* Your assignment: Every line of the records below should be restated exactly.

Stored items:
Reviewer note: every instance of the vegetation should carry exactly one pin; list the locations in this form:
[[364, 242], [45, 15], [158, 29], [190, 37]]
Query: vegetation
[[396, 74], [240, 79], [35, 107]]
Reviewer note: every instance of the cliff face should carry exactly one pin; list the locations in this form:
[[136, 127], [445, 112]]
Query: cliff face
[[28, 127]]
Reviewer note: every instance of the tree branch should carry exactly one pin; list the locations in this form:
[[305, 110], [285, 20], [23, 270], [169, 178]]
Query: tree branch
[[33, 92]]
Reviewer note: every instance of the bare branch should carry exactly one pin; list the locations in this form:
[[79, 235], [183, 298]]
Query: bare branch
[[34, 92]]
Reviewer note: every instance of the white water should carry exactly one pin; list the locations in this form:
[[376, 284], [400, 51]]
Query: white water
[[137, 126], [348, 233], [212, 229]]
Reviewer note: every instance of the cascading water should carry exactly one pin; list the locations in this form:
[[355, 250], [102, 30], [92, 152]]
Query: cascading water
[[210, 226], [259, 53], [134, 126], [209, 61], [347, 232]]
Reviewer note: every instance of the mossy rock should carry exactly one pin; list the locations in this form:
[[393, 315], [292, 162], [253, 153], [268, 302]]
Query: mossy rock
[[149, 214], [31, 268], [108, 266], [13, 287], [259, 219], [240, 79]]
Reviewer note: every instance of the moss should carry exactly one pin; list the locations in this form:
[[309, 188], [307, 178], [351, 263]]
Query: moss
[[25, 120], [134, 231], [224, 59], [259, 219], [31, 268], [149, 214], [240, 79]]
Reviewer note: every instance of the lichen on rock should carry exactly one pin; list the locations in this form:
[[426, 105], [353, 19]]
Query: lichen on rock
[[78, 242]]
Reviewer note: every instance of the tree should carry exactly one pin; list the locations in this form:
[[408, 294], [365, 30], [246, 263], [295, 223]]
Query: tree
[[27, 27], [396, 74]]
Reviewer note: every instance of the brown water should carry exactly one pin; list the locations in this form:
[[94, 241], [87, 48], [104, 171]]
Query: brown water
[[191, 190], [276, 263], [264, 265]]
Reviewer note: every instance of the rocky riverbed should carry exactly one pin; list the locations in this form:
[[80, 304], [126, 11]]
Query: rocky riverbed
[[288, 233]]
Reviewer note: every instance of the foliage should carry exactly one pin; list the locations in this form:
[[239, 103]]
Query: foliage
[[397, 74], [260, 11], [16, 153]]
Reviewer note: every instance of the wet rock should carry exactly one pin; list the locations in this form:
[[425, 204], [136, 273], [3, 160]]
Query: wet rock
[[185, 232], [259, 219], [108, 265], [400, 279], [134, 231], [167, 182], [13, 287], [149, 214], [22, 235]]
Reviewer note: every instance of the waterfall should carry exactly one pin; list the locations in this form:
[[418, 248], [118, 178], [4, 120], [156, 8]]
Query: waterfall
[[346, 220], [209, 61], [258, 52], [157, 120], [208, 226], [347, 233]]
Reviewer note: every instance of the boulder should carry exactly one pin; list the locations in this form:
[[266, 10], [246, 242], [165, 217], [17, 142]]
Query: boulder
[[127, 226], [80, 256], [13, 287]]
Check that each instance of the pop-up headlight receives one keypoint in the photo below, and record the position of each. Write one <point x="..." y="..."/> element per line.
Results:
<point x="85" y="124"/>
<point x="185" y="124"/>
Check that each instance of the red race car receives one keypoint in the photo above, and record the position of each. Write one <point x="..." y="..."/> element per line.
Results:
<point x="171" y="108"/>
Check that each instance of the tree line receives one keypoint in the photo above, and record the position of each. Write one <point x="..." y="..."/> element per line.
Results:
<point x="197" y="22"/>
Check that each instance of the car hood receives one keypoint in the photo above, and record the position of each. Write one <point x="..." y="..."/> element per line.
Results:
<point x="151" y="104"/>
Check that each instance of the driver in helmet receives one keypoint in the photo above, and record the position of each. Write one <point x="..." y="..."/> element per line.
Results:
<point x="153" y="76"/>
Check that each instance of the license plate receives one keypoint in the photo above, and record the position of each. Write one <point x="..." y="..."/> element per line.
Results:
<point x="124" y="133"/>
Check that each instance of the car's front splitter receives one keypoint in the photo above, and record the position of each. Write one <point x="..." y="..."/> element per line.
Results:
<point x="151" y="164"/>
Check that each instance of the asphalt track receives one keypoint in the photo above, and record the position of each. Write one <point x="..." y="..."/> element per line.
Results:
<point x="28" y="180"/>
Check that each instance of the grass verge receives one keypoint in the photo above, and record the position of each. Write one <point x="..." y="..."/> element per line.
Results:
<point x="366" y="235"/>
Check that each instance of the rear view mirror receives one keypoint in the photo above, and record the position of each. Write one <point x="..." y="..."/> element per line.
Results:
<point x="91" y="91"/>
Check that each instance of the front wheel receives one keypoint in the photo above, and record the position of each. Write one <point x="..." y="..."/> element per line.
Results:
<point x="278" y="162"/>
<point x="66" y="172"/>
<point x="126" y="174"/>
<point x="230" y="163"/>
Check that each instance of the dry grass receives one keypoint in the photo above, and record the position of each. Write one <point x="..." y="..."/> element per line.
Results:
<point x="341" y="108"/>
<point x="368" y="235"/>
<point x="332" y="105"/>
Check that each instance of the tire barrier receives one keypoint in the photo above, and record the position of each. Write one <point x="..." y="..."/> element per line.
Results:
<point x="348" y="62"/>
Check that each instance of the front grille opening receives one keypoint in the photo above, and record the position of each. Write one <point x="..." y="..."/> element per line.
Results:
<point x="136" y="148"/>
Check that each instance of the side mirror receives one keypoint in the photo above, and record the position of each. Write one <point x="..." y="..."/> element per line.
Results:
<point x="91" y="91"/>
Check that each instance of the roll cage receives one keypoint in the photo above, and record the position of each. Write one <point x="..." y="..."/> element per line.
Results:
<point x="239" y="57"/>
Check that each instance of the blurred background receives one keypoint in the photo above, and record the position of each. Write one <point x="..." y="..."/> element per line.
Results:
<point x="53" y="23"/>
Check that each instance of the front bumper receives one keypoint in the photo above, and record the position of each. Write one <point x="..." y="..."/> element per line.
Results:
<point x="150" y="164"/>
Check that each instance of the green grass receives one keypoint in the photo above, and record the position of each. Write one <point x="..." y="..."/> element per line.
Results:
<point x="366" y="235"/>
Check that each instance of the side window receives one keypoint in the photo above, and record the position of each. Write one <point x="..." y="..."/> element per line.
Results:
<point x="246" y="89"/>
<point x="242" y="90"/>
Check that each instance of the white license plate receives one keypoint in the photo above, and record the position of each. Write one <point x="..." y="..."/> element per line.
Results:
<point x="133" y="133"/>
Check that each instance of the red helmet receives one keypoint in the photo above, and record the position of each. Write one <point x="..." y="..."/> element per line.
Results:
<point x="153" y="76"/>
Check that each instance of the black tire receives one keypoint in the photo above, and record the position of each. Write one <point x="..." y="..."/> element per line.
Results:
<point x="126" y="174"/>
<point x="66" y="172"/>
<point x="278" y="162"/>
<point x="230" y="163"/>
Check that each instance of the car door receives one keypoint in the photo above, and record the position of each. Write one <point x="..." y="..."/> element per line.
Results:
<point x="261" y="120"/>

* Answer space:
Reviewer note: every instance of the vegetation should carry exactly one pin; list the locations in this form:
[[364, 242], [45, 15], [158, 29], [190, 37]]
Query: vegetation
[[396, 74], [240, 79], [35, 107]]
Reviewer note: every instance of the cliff face should carry exactly one pin; list the locations in this form:
[[136, 127], [445, 112]]
Query: cliff face
[[28, 127]]
Reviewer note: every instance of the tree branch should carry exactly one pin; list the locations in this form:
[[305, 110], [285, 20], [23, 270], [169, 178]]
Query: tree branch
[[33, 92]]
Reviewer note: every instance of the bare branch should carry exactly one pin; list the locations in this form:
[[79, 235], [183, 298]]
Query: bare branch
[[34, 92]]
Reviewer note: every instance of the white water should carry exactly one pin; list the locations in this form:
[[376, 284], [400, 51]]
Query: white water
[[137, 126], [348, 233], [212, 229]]
Reviewer note: every instance of the cascading water should carry exactly one pin; list the locations in this form:
[[355, 250], [102, 30], [92, 152]]
Query: cascading water
[[210, 226], [259, 53], [134, 126], [209, 61], [347, 232]]
Reviewer note: every instance of the mossy rock should carry exactly one pin; list the locations in this form:
[[393, 315], [292, 162], [253, 153], [268, 302]]
Query: mossy rock
[[149, 214], [31, 268], [108, 266], [13, 287], [259, 219], [240, 79]]
Reviewer note: every instance of the moss should carry exactly one pin; list the locations in this form:
[[309, 188], [307, 178], [351, 263]]
Query: moss
[[25, 120], [134, 231], [224, 59], [259, 219], [31, 268], [149, 214], [240, 79]]
Reviewer note: every instance of the lichen on rock should carry exactly one pin; list the locations in this form:
[[426, 105], [353, 19]]
Query: lichen on rock
[[78, 242]]
Reviewer note: every instance of the tree should carry exactly one pin; list the locations in this form:
[[408, 294], [365, 30], [246, 263], [295, 223]]
Query: tree
[[27, 27], [396, 74]]
Reviewer note: every instance of the brown water should carry exactly one pin; list the locations in this form:
[[94, 241], [87, 48], [104, 171]]
Query: brown water
[[191, 190], [276, 263], [264, 265]]
Reviewer note: every instance of the rocky riverbed should carry exactly one pin; list the locations in this form:
[[80, 304], [126, 11]]
Query: rocky riverbed
[[288, 233]]
Reviewer note: every instance of the foliage should carry exactly one pin; list the locations in this form:
[[239, 103]]
Query: foliage
[[397, 74], [260, 11], [16, 153]]
Reviewer note: every instance of the wet rock should carry exactly one pin; list the locations in this form:
[[425, 204], [136, 273], [3, 160]]
Query: wet rock
[[185, 232], [259, 219], [108, 265], [400, 279], [134, 231], [167, 182], [13, 287], [149, 214], [22, 235]]
Reviewer note: every instance of the waterfall should carry exactly one pin; list the locations in this form:
[[418, 248], [118, 178], [4, 120], [156, 8]]
Query: waterfall
[[346, 220], [209, 61], [258, 52], [157, 120], [208, 226], [347, 233]]
Reviewer note: every instance of the boulder should carry exactly one pin; list the locations in this form:
[[266, 10], [246, 242], [165, 217], [17, 142]]
Query: boulder
[[127, 226], [80, 256], [13, 287]]
Check that each instance of the pop-up headlight receives one keypoint in the photo below, and record the position of each. Write one <point x="..." y="..."/> element per line.
Results:
<point x="85" y="124"/>
<point x="185" y="124"/>
Check that each instance of the red race car receives one keypoint in the photo above, and record the position of each. Write one <point x="..." y="..."/> element per line.
Results:
<point x="171" y="108"/>
Check that each instance of the tree line receives one keypoint in the photo above, and record the position of each. Write one <point x="..." y="..."/> element per line.
Results:
<point x="197" y="22"/>
Check that each instance of the car hood receives one keypoint in the photo above, and record the position of each. Write one <point x="..." y="..."/> element per line.
Results:
<point x="151" y="104"/>
Check that each instance of the driver in helmet receives one keypoint in the photo above, and record the position of each. Write one <point x="..." y="..."/> element per line.
Results:
<point x="153" y="76"/>
Check that each instance of the license plate receives one keypoint in the photo above, and record the position of each. Write one <point x="..." y="..."/> element per line.
Results:
<point x="124" y="133"/>
Check that each instance of the car's front splitter receives one keypoint in the photo above, and record the position of each. Write one <point x="..." y="..."/> element per line.
Results:
<point x="151" y="164"/>
Check that each instance of the asphalt track receives one keypoint in the photo above, and record the position of each. Write one <point x="..." y="..."/> element per line.
Results:
<point x="28" y="180"/>
Check that each instance of the grass verge receives one keypoint in the photo above, and record the position of each. Write one <point x="..." y="..."/> element per line.
Results:
<point x="366" y="235"/>
Check that each instance of the rear view mirror receives one keypoint in the photo above, and record the position of each. Write one <point x="..." y="..."/> element per line.
Results:
<point x="91" y="91"/>
Check that each instance of the front wheel receives one keypoint in the photo above, and record the position of each. Write one <point x="..." y="..."/> element per line.
Results:
<point x="278" y="162"/>
<point x="66" y="172"/>
<point x="126" y="174"/>
<point x="230" y="163"/>
Check that each instance of the dry grass receives one keypoint in the photo above, and record the position of each. Write one <point x="..." y="..."/> element per line.
Results:
<point x="341" y="108"/>
<point x="368" y="235"/>
<point x="332" y="105"/>
Check that each instance of the tire barrier receives one keypoint in the photo above, and record the position of each. Write one <point x="..." y="..."/> element per line.
Results:
<point x="348" y="62"/>
Check that each instance of the front grille opening receives one keypoint in the photo above, and record the position of each. Write one <point x="..." y="..."/> element per line.
Results:
<point x="136" y="148"/>
Check that each instance of the side mirror receives one keypoint in the photo above, and record the position of each. Write one <point x="..." y="..."/> element per line.
Results:
<point x="91" y="91"/>
Check that each instance of the roll cage receives one keypoint in the photo above, and record the position of each. Write one <point x="..." y="..."/> element per line.
Results:
<point x="239" y="57"/>
Check that each instance of the blurred background receives one keypoint in the photo above, and record the position of each. Write one <point x="..." y="..."/> element per line.
Results:
<point x="53" y="23"/>
Check that each instance of the front bumper receives one keypoint in the photo above, and record the position of each. Write one <point x="..." y="..."/> element per line.
Results:
<point x="150" y="164"/>
Check that each instance of the green grass receives one keypoint in the photo above, and record the position of each. Write one <point x="..." y="..."/> element per line.
Results:
<point x="366" y="235"/>
Check that each instance of the side window receives one keypoint in the photo above, and record the position of each. Write one <point x="..." y="..."/> element per line.
Results:
<point x="246" y="89"/>
<point x="242" y="90"/>
Check that each instance of the white license plate receives one keypoint in the photo above, and record the position of each. Write one <point x="..." y="..."/> element per line.
Results:
<point x="133" y="133"/>
Check that each instance of the red helmet receives one keypoint in the photo above, and record the position of each. Write one <point x="..." y="..."/> element per line.
Results:
<point x="153" y="76"/>
Check that each instance of the black tire receives one keypoint in the photo above, and record the position of each. Write one <point x="..." y="..."/> element per line.
Results:
<point x="126" y="174"/>
<point x="66" y="172"/>
<point x="278" y="162"/>
<point x="230" y="163"/>
Check that each instance of the car door receives one keypoint in the photo above, and record the position of each. Write one <point x="..." y="..."/> element per line.
Results:
<point x="261" y="120"/>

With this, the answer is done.